◆ **Textauszug**:
Ich würde mir dann ein zweites Script schreiben, mit dem ich in Wartungsfällen ebenfalls APT-GET,DNS,SSH und FTP freischalte. Info: Ich kann durch einen reboot als Admin beim Hoster, eine andere Konfiguration starten... sperre mich also nicht aus....

Im Default will ich den Server "as save as possible" laufen lassen.
Ich wundere mich, warum man so schwer an Default-Konfigurationen kommt.

Um den Server zu sichern habe ich bisher:
-update/upgrade
-ssh Port umgelegt >65000
-rootlogin verboten
-pseudo user angelegt
-fail2ban nach 3 Versuchen, 24h Sperre, email Benachrichtigung
-iptables Grundkonfiguration (bis auf den Apache alles geschlossen, mit reload Problem)<<< Fehler, setzte jetzt meine erste IPtables ein... (copy&paste aus dem Web/nicht akzeptabel)... 
-lange kryptische Passwörter (vermeintlich pseudo sicher)
-Suoshin Patch
-Traffic Hard-Limit

... noch ideen?

◆ **Datenübersicht**:
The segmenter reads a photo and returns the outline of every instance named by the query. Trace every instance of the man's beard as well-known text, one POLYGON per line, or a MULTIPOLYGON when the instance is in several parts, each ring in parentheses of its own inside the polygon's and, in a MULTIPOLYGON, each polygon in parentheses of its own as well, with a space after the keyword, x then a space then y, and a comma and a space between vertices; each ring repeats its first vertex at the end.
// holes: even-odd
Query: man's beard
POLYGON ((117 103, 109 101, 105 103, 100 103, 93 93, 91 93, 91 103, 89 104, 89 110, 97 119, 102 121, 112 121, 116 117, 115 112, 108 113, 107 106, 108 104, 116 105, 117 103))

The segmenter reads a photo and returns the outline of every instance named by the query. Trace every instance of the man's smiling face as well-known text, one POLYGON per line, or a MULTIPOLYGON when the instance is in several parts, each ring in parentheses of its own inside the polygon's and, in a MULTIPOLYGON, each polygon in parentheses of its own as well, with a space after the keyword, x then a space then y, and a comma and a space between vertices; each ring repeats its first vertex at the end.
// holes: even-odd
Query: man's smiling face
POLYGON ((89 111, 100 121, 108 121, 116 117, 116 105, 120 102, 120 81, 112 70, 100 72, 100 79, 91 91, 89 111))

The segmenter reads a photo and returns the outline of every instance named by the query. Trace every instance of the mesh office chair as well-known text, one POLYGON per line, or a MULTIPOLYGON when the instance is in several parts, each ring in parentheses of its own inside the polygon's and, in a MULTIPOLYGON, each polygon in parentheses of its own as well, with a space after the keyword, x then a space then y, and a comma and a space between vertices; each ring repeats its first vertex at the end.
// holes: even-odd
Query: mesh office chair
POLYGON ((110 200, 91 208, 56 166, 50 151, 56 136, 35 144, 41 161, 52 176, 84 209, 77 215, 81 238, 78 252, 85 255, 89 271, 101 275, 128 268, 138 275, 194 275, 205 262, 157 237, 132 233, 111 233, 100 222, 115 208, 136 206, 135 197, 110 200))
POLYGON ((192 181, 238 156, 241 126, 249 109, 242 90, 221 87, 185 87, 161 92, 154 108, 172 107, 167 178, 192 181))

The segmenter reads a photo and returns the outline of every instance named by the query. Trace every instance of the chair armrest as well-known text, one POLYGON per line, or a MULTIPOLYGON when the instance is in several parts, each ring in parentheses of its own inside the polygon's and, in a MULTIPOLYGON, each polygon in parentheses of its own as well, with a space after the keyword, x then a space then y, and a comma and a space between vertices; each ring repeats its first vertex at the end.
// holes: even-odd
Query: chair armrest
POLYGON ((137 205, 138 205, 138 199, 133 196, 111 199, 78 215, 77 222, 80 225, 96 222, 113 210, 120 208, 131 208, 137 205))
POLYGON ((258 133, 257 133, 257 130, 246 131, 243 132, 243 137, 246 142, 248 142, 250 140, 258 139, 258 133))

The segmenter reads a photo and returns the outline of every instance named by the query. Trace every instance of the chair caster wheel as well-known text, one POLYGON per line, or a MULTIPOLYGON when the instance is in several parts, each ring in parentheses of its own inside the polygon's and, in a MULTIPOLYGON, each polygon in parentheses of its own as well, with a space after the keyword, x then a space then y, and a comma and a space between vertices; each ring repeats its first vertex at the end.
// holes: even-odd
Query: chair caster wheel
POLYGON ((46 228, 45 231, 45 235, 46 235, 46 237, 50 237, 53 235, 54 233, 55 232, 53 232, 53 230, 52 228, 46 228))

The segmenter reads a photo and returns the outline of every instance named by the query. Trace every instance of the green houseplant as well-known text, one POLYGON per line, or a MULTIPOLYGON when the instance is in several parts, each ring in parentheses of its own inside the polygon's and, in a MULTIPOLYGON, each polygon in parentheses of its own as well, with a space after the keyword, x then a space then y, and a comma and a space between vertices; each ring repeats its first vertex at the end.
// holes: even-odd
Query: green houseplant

◆ **Aufgaben**:
1/ Nach wie vielen Versuchen greift fail2ban laut dem Text zur Serversicherung, und wie lange dauert die Sperre?
2/ Schreib den Text zur Serversicherung nach „... noch ideen?“ weiter.

◆ **Antworten je Aufgabe**:
1/ Nach 3 Versuchen, die Sperre dauert 24 Stunden.

2/
Naja, wenn Du diesen ganzen Psalm gelesen hast, vielleicht magst Du ja antworten, ich habe das Gefühl daß Du im Gegensatz zu vielen Anderen ne Menge Plan von der Materie hast.

Vielen Dank für die bisherige Erklärung,
Lieber Gruß
Jupsihok


----------



## Dennis Wronka (24. Februar 2009)

Jupsihok hat gesagt.:


> Nunja, von  der Sache her liegst Du bestimmt richtig, allerdings stelle ich mir die Frage ob es aus Sicherheitsaspekten nicht doch sinnvoll ist den ausgehenden Verkehr einzuschränken.


Im Grunde schon. Ich persoenlich logge ausgehenden Verkehr eher als ihn einzuschraenken.
Ansonsten kannst Du aehnlich verfahren wie beim eingehenden Traffic. Auf den ESTABLISHED,RELATED-Kram kannst Du hier aber im Grunde verzichten. Wie viele neue Verbindungen zum Webserver aufgebaut wurden solltest Du anhand der Eingangsregel aus meinem vorigen Post erfassen koennen.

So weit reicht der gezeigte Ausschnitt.